▶ [Work instructions]: Every record that follows should appear again in your answer, exactly the same.

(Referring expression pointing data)
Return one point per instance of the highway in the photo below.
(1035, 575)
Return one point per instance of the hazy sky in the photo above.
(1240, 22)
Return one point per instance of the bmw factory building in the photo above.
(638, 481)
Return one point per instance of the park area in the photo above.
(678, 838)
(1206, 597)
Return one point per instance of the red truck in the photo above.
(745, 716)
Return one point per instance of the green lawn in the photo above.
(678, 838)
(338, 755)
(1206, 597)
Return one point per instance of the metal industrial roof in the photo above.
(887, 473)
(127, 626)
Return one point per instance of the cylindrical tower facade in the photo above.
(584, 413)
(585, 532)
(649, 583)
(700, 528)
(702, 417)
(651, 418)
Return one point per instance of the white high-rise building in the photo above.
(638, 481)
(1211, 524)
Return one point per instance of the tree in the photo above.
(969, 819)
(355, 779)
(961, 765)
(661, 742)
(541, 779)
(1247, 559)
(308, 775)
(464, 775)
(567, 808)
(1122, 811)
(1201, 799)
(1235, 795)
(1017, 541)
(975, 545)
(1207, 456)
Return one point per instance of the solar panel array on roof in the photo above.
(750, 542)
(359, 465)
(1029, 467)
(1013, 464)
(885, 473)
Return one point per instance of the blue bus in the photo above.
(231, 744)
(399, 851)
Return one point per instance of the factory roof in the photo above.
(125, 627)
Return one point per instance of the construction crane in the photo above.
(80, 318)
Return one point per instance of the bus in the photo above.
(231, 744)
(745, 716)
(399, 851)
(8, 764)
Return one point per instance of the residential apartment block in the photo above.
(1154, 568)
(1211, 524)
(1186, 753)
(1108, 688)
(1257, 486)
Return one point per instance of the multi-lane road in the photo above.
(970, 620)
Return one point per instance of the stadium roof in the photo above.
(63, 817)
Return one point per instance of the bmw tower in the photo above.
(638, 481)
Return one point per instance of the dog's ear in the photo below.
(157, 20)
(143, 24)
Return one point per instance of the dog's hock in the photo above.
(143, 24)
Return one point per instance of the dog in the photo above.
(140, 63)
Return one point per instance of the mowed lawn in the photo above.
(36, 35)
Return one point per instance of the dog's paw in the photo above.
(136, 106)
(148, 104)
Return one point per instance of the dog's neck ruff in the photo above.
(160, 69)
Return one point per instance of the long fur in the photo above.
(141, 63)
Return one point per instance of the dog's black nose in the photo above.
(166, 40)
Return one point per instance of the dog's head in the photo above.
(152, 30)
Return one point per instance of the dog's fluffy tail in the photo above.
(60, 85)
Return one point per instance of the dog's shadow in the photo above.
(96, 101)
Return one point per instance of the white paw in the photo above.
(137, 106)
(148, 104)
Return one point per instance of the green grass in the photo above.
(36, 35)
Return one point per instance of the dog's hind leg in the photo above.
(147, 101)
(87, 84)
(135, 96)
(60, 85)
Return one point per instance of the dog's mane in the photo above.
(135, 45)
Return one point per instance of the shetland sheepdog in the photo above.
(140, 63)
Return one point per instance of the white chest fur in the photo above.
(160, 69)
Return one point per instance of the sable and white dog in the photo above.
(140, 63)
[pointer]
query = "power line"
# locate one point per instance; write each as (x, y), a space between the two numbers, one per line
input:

▶ [Exercise solution]:
Return one point per instance of the highway in the photo below.
(1035, 575)
Return one point per instance of the hazy sky in the photo above.
(1240, 22)
Return one point per instance of the bmw factory building in the photo above.
(638, 481)
Return one point per instance of the park area in the photo above.
(678, 838)
(1206, 597)
Return one point per instance of the red truck in the photo above.
(745, 716)
Return one point per instance of the green lawn in the photo above.
(678, 838)
(338, 755)
(1206, 597)
Return one point per instance of the metal industrial roof in the photo above.
(887, 473)
(127, 626)
Return one point per instance of the cylindrical tower facade in the photo above.
(584, 413)
(585, 532)
(649, 583)
(700, 528)
(702, 417)
(651, 418)
Return one point per instance of the white high-rise building in the photo above.
(638, 481)
(1211, 524)
Return one point per instance of the tree in the photo above.
(969, 819)
(355, 779)
(961, 765)
(661, 742)
(541, 779)
(1247, 559)
(308, 775)
(464, 775)
(567, 808)
(1122, 811)
(1201, 799)
(1235, 795)
(1017, 541)
(975, 545)
(1207, 456)
Return one point per instance of the solar panel array on roof in the photo above.
(750, 542)
(359, 465)
(1029, 467)
(1013, 464)
(885, 473)
Return one point per instance of the blue bus in the photo above.
(231, 744)
(399, 851)
Return one point per instance of the factory roof in the photo above.
(125, 627)
Return one point per instance of the construction crane in the photo above.
(80, 318)
Return one point per instance of the bus in the photo above.
(231, 744)
(745, 716)
(399, 851)
(8, 764)
Return one point per instance of the residential apartment block in the photo above.
(1154, 568)
(1211, 524)
(1186, 753)
(1108, 688)
(1257, 486)
Return one point per instance of the multi-lane road in the photo above.
(970, 620)
Return one point per instance of the stadium roof in the photo above.
(63, 817)
Return one point per instance of the bmw tower in the photo above.
(638, 481)
Return one point per instance of the dog's ear in the photo below.
(157, 20)
(143, 24)
Return one point per instance of the dog's hock in the photo above.
(143, 24)
Return one point per instance of the dog in the photo above.
(140, 63)
Return one point per instance of the mowed lawn in the photo above.
(36, 35)
Return one point per instance of the dog's paw in the photo above.
(136, 106)
(148, 104)
Return one point per instance of the dog's neck ruff in the photo above.
(160, 69)
Return one point per instance of the long fur in the photo above.
(141, 63)
Return one point per instance of the dog's black nose in the photo above.
(166, 40)
Return one point per instance of the dog's head in the photo above.
(152, 30)
Return one point per instance of the dog's fluffy tail in the photo above.
(60, 85)
Return one point per instance of the dog's shadow in the photo above.
(96, 101)
Return one point per instance of the white paw in the photo above.
(137, 106)
(148, 104)
Return one point per instance of the green grass in the photo above.
(36, 35)
Return one point per instance of the dog's hind leg in the photo above.
(147, 101)
(87, 84)
(135, 96)
(60, 85)
Return one point per instance of the dog's mane in the photo above.
(135, 45)
Return one point per instance of the shetland sheepdog in the photo above.
(140, 63)
Return one point per instance of the white chest fur in the photo above.
(160, 69)
Return one point per instance of the sable and white dog in the photo above.
(140, 63)
[pointer]
query = "power line"
# locate one point per instance; write each as (x, y), a space between the two numbers, one per line
input:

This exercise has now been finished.